CAV Technology and IoT in the Time of COVID-19
A new era in transportation and mobility
I hope this issue of the CAVita News Digest finds you safe and healthy. The COVID-19 pandemic has impacted virtually every part of our lives, from the ways we work and socialize to how we commute…or lack thereof. Normally, I travel constantly and write this editorial while on a plane or between meetings. The past few weeks have given me some time to observe the change in habits many of us have had to make, especially as it relates to transportation and mobility. How will the business models for Mobility as a Service (MaaS), Mobility on Demand (MoD), transit, and Micro Mobility platforms adapt and evolve to a post-COVID-19 world? While the news looks dire, sometimes these abrupt and unexpected changes help bring about innovation. On the bright side, I have seen society leverage IoT technology like never before. The widespread acceptance and use of video conferencing and virtual meetings over the Internet have been amazing. Will this help accelerate the Digitization of Transportation, including CAV and IoT? It appears so, but that will depend on each organization’s willingness to embrace change in the throes of all of the other changes happening at the same time.
One impact of the COVID-19 virus that is already becoming apparent: the economic decline and the uncertainty of business activity as usual. This is true for public agencies as fewer miles are traveled, and lowered tax revenue impacts public sector and private sector investment in transportation. The impacts are being felt by traditional infrastructure operators, all the way to private company investments in innovations like MoD, MaaS, and Highly-Automated Vehicle Systems.
The other thing the pandemic has shined a spotlight on is the dramatic decrease in traffic congestion, pollution, and traffic-related accidents. Since this was really only theoretical in the past, in the form of simulation, we are now able to see the potential long-term impact on roadway safety, efficiencies, and emissions, from cities as far apart as New Delhi and Los Angeles. Many of our connected and adaptive systems are gathering real-time data now, but can we make this a permanent goal for efficiency, that connecting vehicles and intersections can help deliver in the near future? I think so.

Activities:
1. Answer these from the CAVita News Digest editorial:
(a) Where does the writer normally write this editorial?
(b) Which two cities are named as far apart?
(c) According to the editorial, what does lowered tax revenue impact?
2. Retype the CAVita News Digest editorial between "One impact of" and "Highly-Automated Vehicle Systems.", inclusive.
The items have nothing to do with the editorial above.

Extracted entries:
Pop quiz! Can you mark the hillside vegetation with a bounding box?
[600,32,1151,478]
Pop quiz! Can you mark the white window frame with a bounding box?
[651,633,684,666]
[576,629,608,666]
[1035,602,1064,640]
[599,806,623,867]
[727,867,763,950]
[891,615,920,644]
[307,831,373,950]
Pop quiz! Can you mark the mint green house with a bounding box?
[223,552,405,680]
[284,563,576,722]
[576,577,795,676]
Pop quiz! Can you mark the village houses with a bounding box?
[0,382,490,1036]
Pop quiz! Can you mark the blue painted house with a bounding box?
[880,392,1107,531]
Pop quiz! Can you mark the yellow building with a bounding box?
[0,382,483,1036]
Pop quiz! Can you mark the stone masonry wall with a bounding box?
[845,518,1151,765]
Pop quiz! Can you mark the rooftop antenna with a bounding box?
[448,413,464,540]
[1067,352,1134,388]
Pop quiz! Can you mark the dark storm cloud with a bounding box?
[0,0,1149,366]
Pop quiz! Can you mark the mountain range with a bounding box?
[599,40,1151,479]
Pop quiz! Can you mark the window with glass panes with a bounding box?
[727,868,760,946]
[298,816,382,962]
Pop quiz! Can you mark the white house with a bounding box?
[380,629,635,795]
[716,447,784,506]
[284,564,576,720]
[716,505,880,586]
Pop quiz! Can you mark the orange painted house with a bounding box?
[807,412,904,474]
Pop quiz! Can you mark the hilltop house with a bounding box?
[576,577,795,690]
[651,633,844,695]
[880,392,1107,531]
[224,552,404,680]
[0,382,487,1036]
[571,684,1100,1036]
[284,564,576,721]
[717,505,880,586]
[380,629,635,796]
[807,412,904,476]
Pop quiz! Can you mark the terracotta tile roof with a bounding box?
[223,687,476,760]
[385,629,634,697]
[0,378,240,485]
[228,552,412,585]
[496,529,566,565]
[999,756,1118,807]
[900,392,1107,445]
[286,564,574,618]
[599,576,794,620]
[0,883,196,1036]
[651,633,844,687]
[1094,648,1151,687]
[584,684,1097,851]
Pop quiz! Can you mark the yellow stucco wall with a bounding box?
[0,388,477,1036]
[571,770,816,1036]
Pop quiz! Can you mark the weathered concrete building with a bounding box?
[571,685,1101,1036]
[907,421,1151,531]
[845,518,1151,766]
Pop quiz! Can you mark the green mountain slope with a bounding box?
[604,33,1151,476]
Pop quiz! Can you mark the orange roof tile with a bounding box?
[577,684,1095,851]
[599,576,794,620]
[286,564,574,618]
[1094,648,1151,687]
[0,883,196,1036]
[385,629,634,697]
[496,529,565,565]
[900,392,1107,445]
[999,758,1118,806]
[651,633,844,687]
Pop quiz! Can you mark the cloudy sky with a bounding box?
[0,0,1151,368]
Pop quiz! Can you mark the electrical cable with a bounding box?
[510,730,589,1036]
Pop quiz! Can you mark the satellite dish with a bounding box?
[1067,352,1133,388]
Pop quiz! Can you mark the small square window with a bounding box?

Answers for each item:
1.
(a) On a plane or between meetings.
(b) New Delhi and Los Angeles.
(c) Public sector and private sector investment in transportation.

2.
One impact of the COVID-19 virus that is already becoming apparent: the economic decline and the uncertainty of business activity as usual. This is true for public agencies as fewer miles are traveled, and lowered tax revenue impacts public sector and private sector investment in transportation. The impacts are being felt by traditional infrastructure operators, all the way to private company investments in innovations like MoD, MaaS, and Highly-Automated Vehicle Systems.